### AIM OF THE TASK
Carry on the article about Bosnia and Herzegovina at the 2017 World Games, starting right after its last sentence.

- IOC code: BIH
- NOC: Olympic Committee of Bosnia and Herzegovina

in Wrocław, Poland 20 July 2017 – 30 July 2017
- Competitors: 2 in 2 sports
- Medals Ranked 15th: Gold 0 Silver 1 Bronze 0 Total 1

World Games appearances
- 2017; 2022; 2025;

= Bosnia and Herzegovina at the 2017 World Games =

Bosnia and Herzegovina competed at the 2017 World Games held in Wrocław, Poland, from 20 to 30 July 2017. The nation did not participate in any previous World Games and made its debut in the 2017 event. The Bosnian delegation consisted of two athletes competing in two sports.

== Background ==
Bosnia and Herzegovina was part of Yugoslavia till 1992, after which it declared its independence. A National Olympic Committee was formed on 4 June 1992 on the eve of the 1992 Summer Olympics and was approved provisionally by the International Olympic Committee (IOC) before full recognition on 24 September 1993. In 1997, it officially became the Olympic Committee of Bosnia and Herzegovina.

### DATA SHOWN
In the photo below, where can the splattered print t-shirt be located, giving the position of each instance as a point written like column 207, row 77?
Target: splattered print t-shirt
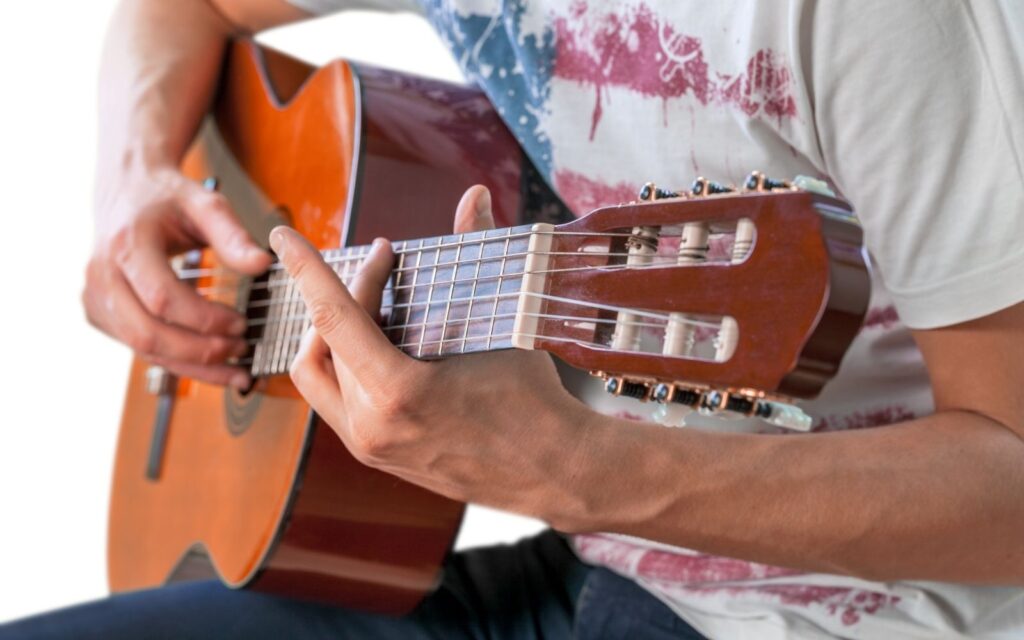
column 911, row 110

### WRITTEN ANSWER
== Competitors ==

| Sport | Men | Women | Total |
|---|---|---|---|
| Boules sports | 1 | 0 | 1 |
| Kickboxing | 1 | 0 | 1 |
| Total | 2 | 0 | 2 |

== Boules sports ==

Ivan Galoic was the lone participant in Boules sports. The Men's lyonnaise precision competition took place on 24 July 2017 at the Centennial Hall in Wrocław. In the event, he qualified for the finals after placing fourth in the qualification rounds with a score of 35 points. In the finals, he missed out on a medal after he finished last amongst the four participants.

| Athlete | Event | Qualification |  |  |  | Final | Rank |
| Round 1 | Round 2 | Total | Rank |
| Ivan Galoic | Men's lyonnaise precision | 17 | 18 | 35 | 4 Q | 13 | 4 |

== Kickboxing ==

Mesud Selimovic was the lone participant in the men's cruiserweight category in Kickboxing at the Games. The Kickboxing was represented as an invitation event at the Games for the first time and hence was not eligible for medals. The competition took place from 26 to 27 July 2017 at the Orbita Hall in Wrocław. In the event, Selimovic won the quarterfinals and semifinals, before losing to Dawid Kasperski of Poland in the finals to finish second.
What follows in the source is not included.